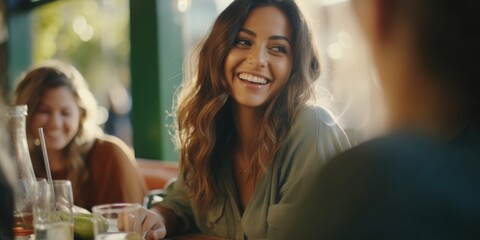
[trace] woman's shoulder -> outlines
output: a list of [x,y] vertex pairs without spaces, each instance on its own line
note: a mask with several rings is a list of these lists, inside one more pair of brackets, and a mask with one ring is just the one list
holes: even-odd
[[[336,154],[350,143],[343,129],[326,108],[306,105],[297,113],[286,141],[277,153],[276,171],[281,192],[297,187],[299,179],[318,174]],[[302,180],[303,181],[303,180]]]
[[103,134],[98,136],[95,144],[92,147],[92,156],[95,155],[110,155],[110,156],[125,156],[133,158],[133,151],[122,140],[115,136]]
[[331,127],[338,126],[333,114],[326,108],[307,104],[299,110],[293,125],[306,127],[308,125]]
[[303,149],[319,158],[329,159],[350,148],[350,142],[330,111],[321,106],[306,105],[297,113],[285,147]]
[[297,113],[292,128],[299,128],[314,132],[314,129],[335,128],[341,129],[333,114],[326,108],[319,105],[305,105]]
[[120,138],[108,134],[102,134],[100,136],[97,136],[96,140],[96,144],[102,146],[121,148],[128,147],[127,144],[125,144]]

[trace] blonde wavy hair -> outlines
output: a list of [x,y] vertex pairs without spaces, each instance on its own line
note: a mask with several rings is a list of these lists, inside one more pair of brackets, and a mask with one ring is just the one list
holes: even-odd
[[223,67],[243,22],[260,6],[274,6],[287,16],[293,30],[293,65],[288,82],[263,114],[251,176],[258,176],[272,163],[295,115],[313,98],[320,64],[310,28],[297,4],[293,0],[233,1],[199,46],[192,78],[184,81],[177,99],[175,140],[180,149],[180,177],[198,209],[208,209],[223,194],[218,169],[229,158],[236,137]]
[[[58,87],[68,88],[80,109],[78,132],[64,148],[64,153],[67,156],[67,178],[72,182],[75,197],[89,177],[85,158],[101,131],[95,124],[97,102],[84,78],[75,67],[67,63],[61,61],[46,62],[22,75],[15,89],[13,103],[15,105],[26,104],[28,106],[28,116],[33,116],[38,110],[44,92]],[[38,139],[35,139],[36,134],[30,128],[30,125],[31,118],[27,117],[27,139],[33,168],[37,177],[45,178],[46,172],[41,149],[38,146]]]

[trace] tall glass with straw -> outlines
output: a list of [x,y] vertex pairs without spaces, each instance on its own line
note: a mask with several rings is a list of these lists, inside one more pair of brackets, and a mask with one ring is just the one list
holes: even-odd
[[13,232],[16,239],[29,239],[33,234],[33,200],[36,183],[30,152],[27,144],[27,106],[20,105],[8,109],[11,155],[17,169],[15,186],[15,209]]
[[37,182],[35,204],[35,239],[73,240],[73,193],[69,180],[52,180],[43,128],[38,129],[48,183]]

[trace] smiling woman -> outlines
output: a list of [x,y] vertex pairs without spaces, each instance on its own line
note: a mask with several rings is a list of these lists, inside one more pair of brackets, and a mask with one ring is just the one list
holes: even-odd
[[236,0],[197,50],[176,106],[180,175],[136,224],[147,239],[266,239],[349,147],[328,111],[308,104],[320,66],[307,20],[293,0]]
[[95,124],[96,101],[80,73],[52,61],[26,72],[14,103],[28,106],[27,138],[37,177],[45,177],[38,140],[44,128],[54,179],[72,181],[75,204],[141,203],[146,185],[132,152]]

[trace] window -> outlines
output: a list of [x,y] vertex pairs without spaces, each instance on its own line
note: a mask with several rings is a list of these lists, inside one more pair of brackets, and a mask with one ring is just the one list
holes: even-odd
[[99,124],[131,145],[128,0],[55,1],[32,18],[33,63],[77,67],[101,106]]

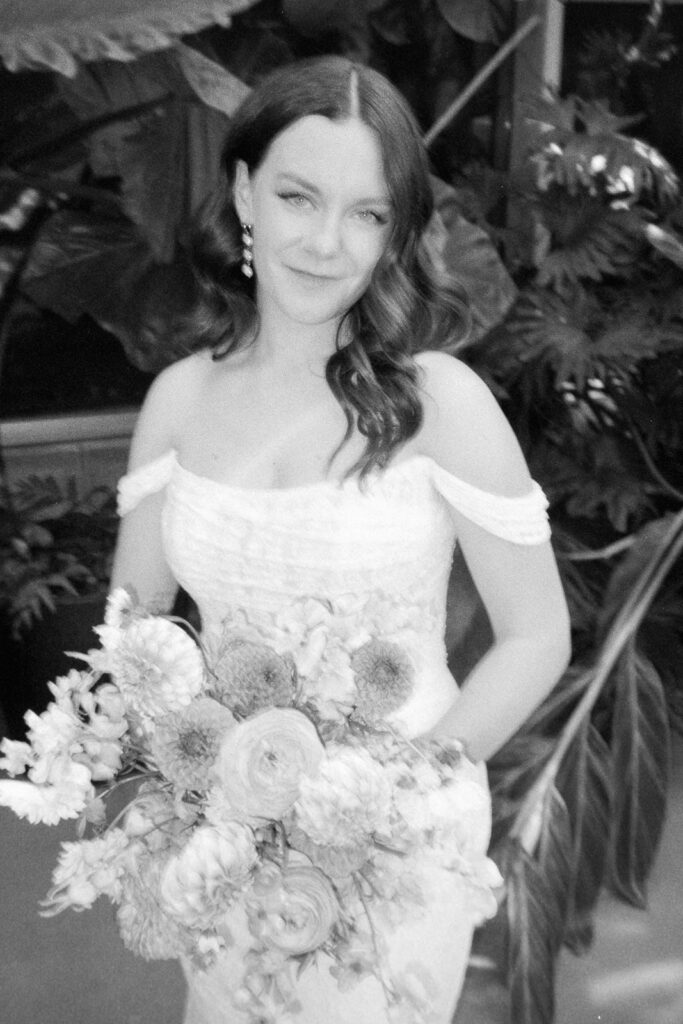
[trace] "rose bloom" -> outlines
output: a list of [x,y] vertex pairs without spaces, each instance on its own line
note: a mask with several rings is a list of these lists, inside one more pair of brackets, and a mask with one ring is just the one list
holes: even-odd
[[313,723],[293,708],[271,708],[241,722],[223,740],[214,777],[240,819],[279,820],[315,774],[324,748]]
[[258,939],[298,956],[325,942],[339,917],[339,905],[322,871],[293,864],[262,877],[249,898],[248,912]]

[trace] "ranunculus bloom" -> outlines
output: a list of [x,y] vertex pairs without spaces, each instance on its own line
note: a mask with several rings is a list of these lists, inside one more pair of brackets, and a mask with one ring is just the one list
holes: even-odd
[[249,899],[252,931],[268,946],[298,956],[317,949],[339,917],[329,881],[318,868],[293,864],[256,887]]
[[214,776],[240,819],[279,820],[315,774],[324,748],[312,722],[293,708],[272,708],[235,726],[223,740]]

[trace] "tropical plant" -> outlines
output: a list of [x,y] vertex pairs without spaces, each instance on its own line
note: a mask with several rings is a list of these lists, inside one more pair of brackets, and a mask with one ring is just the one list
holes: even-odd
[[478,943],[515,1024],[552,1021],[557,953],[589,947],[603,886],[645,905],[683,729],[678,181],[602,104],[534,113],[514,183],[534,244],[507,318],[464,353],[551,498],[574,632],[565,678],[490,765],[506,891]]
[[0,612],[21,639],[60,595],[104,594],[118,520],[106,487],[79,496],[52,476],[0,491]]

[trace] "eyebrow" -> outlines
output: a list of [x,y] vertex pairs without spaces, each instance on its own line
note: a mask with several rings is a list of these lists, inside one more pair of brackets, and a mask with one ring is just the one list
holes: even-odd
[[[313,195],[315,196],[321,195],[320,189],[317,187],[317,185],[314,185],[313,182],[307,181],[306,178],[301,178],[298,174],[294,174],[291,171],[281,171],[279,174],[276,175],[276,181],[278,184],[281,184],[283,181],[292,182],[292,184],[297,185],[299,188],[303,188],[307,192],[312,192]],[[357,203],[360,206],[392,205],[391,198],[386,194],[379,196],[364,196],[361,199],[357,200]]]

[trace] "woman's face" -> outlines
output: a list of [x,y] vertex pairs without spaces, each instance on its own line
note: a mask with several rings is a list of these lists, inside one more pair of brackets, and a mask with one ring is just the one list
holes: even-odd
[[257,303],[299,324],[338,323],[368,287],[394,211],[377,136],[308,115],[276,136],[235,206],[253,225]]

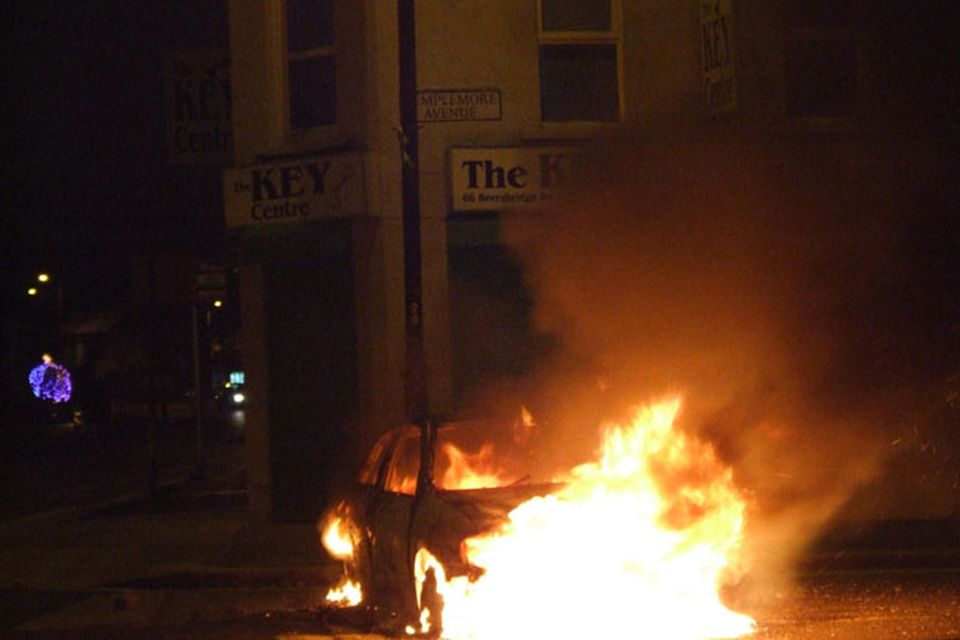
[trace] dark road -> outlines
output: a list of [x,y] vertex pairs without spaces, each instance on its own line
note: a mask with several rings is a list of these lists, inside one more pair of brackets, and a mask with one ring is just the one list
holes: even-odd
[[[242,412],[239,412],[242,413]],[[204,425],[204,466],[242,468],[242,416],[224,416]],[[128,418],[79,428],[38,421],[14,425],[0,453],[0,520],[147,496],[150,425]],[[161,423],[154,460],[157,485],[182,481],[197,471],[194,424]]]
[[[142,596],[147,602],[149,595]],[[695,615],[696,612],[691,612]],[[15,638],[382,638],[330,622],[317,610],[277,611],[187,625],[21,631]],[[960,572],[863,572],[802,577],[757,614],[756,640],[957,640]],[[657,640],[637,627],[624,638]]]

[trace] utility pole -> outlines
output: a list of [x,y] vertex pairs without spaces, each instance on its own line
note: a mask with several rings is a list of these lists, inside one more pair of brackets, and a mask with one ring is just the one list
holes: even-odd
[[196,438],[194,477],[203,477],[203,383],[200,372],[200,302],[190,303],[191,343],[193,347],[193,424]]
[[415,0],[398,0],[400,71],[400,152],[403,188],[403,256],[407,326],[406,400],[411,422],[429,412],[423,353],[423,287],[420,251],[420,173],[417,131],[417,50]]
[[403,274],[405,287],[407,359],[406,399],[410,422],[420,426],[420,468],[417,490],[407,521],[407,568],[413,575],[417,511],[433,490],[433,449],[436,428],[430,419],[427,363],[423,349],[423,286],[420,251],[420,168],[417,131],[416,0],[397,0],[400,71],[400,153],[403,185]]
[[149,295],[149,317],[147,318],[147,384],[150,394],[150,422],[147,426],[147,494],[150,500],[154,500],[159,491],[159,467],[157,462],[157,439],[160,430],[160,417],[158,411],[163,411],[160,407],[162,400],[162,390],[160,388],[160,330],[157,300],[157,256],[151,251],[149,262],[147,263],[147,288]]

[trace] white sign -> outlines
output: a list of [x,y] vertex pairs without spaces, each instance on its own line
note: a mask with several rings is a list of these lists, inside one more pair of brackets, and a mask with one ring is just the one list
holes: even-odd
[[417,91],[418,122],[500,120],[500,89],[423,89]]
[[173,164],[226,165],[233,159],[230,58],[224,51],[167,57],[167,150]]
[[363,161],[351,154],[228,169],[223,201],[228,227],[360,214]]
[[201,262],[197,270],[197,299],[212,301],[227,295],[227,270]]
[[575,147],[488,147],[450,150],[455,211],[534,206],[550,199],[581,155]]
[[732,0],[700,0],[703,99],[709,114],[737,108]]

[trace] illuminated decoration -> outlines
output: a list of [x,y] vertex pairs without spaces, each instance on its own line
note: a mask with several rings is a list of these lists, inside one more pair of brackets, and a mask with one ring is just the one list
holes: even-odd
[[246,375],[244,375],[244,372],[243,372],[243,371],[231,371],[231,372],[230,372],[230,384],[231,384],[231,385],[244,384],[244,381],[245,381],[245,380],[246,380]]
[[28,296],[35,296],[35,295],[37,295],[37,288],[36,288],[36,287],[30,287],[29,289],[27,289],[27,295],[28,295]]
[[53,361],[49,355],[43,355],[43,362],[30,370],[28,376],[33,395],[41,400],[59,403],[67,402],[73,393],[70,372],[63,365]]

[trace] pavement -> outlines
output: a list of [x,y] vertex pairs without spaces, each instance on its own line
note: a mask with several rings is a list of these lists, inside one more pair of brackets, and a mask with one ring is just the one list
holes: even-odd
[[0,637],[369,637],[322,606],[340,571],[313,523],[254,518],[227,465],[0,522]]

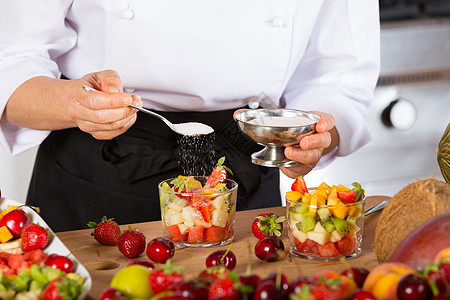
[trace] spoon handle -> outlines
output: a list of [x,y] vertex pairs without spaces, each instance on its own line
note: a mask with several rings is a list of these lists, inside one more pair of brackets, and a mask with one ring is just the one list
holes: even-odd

TASK DIRECTIONS: Of the lines in the data, report each one containing the string "woman".

SOLUTION BELOW:
[trace] woman's shoulder -> outlines
[trace] smiling woman -> outlines
[trace] "woman's face" -> outlines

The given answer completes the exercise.